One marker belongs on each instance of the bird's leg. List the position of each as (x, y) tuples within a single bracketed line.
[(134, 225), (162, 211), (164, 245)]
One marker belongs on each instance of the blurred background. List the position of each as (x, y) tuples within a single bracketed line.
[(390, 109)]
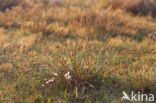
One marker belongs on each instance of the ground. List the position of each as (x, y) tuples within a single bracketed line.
[(75, 51)]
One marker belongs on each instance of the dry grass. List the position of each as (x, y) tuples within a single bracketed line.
[(74, 51)]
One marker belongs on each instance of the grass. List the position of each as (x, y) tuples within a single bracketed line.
[(74, 51)]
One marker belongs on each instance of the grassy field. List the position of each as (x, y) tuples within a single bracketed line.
[(74, 51)]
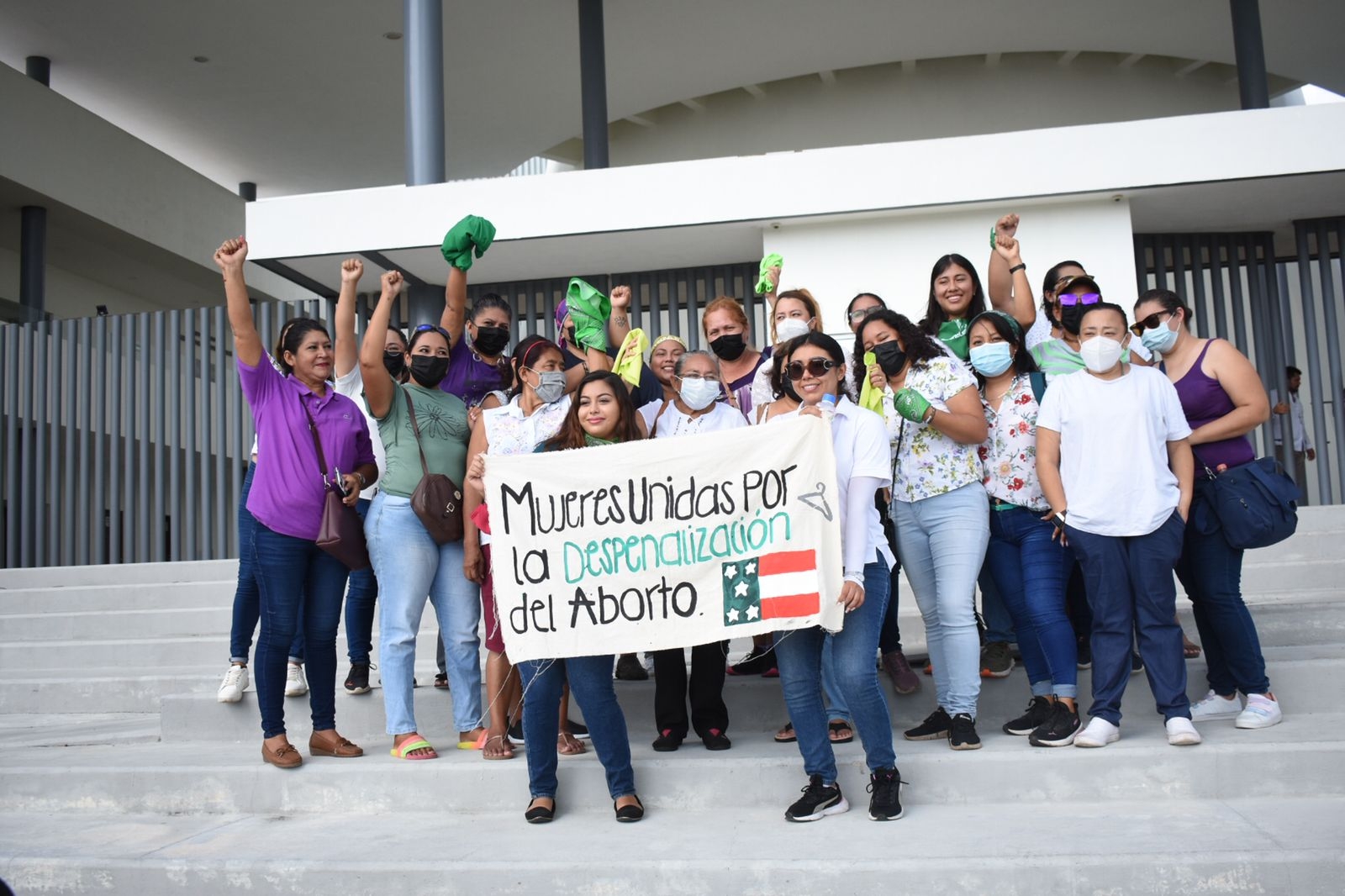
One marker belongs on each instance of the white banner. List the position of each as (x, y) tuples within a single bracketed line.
[(667, 542)]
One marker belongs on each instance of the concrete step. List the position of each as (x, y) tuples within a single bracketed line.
[(1293, 759), (1266, 845), (755, 704)]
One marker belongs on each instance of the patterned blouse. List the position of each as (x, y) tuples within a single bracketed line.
[(1010, 452), (928, 461)]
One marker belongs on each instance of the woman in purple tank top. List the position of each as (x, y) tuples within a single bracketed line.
[(1224, 400)]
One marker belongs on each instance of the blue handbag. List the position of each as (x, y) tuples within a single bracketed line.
[(1255, 505)]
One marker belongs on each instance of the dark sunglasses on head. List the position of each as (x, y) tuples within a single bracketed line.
[(815, 366), (1147, 323), (1069, 299)]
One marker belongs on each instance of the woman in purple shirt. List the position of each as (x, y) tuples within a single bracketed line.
[(300, 584), (1224, 400)]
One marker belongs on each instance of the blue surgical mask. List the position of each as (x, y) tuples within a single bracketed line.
[(992, 358), (1161, 338)]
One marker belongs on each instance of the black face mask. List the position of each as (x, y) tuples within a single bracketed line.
[(491, 340), (889, 356), (428, 370), (730, 346)]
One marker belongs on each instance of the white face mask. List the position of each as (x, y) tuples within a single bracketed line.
[(791, 329), (1100, 354), (699, 394)]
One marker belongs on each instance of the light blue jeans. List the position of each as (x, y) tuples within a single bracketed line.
[(409, 567), (943, 544)]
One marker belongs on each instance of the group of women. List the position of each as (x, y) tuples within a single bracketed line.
[(935, 428)]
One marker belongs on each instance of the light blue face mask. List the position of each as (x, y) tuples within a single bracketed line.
[(992, 358), (1161, 338)]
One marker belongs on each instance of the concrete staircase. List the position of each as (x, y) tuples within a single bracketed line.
[(120, 772)]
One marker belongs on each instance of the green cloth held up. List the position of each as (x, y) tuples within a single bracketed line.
[(471, 233), (589, 311), (871, 397), (773, 260), (630, 356)]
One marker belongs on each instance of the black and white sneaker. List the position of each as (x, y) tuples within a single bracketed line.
[(1059, 730), (963, 735), (932, 728), (1039, 710), (818, 801), (885, 802)]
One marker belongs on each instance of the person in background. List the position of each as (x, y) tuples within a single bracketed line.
[(1100, 432), (295, 410), (1304, 450), (1223, 400), (1029, 567), (935, 424), (694, 409)]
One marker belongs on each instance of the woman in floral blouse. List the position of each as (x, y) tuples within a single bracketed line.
[(935, 424), (1029, 566)]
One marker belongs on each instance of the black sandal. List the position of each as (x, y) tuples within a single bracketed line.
[(540, 814), (630, 813)]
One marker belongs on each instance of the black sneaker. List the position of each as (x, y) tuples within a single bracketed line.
[(817, 801), (932, 728), (1059, 730), (356, 683), (630, 667), (885, 804), (1039, 710), (963, 735)]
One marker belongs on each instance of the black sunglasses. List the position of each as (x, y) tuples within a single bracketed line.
[(815, 366)]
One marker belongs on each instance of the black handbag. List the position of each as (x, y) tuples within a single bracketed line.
[(342, 532), (437, 501)]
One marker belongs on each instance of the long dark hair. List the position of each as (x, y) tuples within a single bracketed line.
[(919, 346), (572, 430), (293, 336), (935, 314)]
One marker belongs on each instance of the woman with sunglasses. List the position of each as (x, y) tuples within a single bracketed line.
[(936, 425), (537, 408), (600, 414), (1223, 398), (1028, 566), (815, 365), (295, 410), (424, 430)]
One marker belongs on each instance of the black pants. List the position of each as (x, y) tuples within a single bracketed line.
[(705, 690)]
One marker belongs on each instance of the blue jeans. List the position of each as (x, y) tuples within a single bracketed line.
[(591, 683), (246, 611), (360, 604), (1130, 589), (1029, 571), (1212, 572), (409, 567), (302, 587), (853, 649), (943, 546)]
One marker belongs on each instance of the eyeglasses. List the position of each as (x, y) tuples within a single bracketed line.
[(815, 366), (1149, 323), (1069, 299)]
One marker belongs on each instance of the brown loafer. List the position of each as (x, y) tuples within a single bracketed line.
[(333, 744), (284, 756)]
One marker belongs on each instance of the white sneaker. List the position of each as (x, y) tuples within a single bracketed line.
[(1262, 712), (1181, 732), (235, 681), (1215, 707), (295, 683), (1098, 734)]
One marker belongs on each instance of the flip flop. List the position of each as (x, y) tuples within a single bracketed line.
[(408, 746)]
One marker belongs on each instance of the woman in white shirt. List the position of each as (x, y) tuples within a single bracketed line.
[(815, 366), (936, 424)]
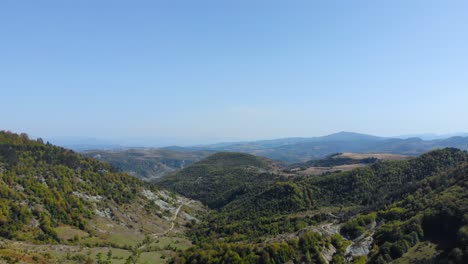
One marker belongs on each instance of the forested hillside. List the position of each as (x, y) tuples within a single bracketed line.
[(50, 195), (375, 214), (147, 163), (221, 178)]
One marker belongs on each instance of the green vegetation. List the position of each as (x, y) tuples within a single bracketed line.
[(220, 178), (148, 164), (403, 202), (412, 210)]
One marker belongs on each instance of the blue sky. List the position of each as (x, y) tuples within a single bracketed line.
[(201, 71)]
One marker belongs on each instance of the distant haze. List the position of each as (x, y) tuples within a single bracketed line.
[(165, 72)]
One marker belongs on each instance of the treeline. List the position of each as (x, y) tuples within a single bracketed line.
[(409, 200), (307, 248), (38, 183)]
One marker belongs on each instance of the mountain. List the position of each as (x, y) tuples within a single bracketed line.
[(292, 150), (220, 178), (58, 207), (147, 163), (389, 211)]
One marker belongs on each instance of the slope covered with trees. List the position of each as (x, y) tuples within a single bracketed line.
[(221, 178), (50, 195), (393, 204)]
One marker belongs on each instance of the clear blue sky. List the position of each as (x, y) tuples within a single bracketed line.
[(218, 70)]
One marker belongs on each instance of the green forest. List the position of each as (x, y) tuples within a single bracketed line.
[(257, 213)]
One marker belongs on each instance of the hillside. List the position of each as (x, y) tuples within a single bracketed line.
[(374, 214), (293, 150), (220, 178), (340, 162), (58, 207), (147, 163)]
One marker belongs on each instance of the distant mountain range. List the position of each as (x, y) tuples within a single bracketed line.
[(303, 149)]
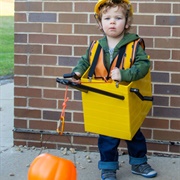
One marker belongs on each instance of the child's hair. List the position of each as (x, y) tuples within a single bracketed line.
[(112, 3)]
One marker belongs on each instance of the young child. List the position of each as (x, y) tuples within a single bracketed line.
[(114, 18)]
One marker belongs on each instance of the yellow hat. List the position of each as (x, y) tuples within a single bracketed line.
[(101, 2)]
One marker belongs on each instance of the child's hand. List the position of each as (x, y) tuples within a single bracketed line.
[(115, 74)]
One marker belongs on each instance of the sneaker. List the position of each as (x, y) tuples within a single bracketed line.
[(108, 175), (144, 170)]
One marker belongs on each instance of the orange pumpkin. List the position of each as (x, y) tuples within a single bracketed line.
[(50, 167)]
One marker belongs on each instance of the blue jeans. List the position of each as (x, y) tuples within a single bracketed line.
[(109, 153)]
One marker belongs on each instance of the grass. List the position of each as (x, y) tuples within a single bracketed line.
[(6, 45)]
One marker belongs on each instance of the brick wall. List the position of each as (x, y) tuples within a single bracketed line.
[(51, 35)]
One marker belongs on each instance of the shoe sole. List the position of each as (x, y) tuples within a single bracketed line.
[(145, 175)]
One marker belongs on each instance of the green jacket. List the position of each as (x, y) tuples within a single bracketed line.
[(137, 71)]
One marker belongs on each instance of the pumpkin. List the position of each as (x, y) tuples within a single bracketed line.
[(50, 167)]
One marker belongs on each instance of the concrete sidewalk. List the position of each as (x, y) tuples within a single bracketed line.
[(15, 161)]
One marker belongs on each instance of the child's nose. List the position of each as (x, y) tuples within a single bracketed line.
[(112, 21)]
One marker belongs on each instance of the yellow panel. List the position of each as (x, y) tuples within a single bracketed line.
[(115, 117)]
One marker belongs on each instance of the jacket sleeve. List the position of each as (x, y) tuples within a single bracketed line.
[(82, 64), (139, 69)]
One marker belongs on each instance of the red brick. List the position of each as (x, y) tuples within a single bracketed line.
[(41, 38), (78, 40), (20, 101), (55, 71), (42, 103), (148, 20), (44, 125), (30, 113), (154, 8), (175, 101), (58, 6), (55, 94), (156, 123), (57, 50), (73, 18), (42, 82), (57, 28), (20, 59), (175, 54), (28, 70), (20, 123), (25, 49), (154, 31), (20, 81), (27, 92), (175, 78), (175, 124), (73, 105), (27, 27)]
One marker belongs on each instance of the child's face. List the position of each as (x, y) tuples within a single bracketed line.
[(113, 22)]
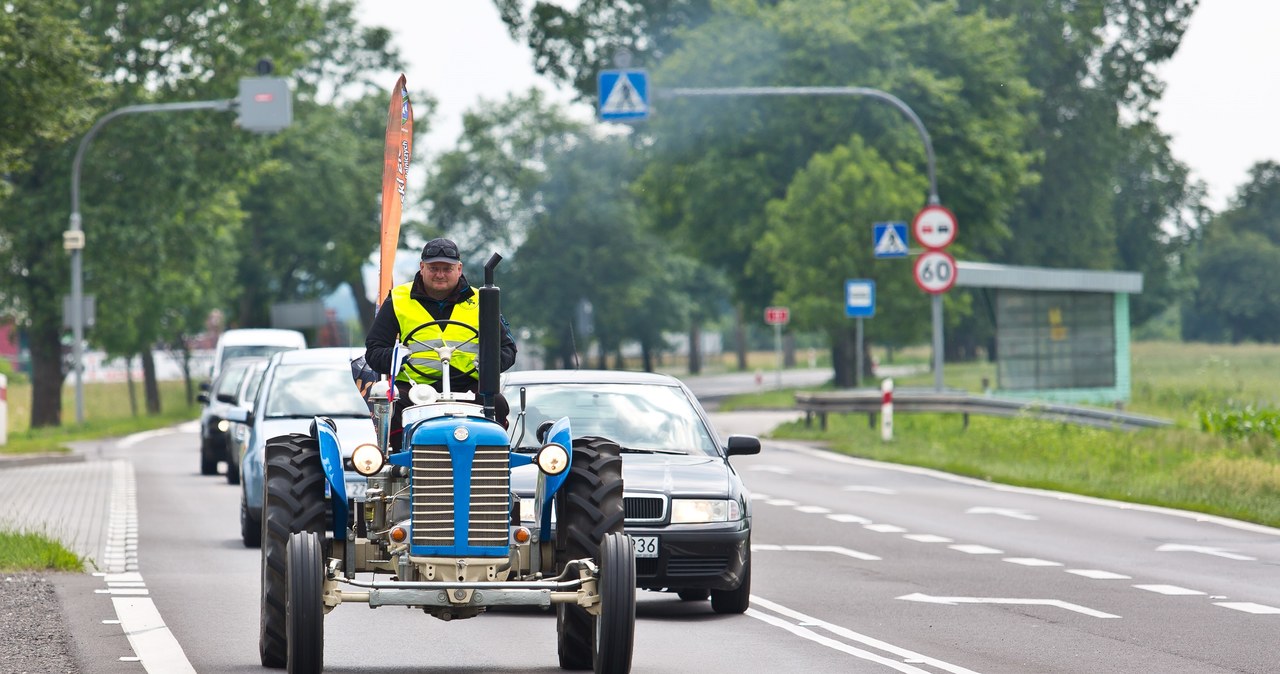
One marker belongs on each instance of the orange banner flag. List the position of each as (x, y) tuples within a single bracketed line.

### Exercise description
Please reproduce the entries above, starting with the line that contains "One marker belongs on each instance of the black handbag." and going on through the line that contains "[(333, 744), (284, 756)]". Include both of those lines.

### Final answer
One marker belongs on each instance of the black handbag. List the position of each as (x, y) tuples within a single bracketed line.
[(342, 532), (437, 501)]
One marker belongs on each instance of the long dark hair. List the position of each as (x, y) tuples within a single bracketed line.
[(919, 346), (572, 430), (293, 336), (935, 314)]
One marker belongs on each instance of the woman with sunglasses. List the position of each as (x, y) tuples within a single bracketed line.
[(936, 425), (537, 408), (600, 414), (1223, 398), (1028, 566), (815, 365), (295, 410), (424, 430)]
One marker belongs on each instance of the black pants. List the position of each as (x, y) tuples within a single bracketed line.
[(705, 690)]
One marker belongs on each instance of the blue jeans. List the position of each as (x, y) tuples within a single bracketed line.
[(591, 683), (246, 611), (360, 604), (1130, 589), (1029, 571), (1212, 572), (409, 567), (302, 587), (853, 649), (943, 546)]
One marker belongs on each instance of the eyeglasses. List the position of each as (x, y) tuples within a single bracketed line.
[(815, 366), (1149, 323), (1069, 299)]
One marker belongs on each instance of the brown loafer. List the position of each as (x, y) tuples within a single bracketed line.
[(333, 744), (284, 756)]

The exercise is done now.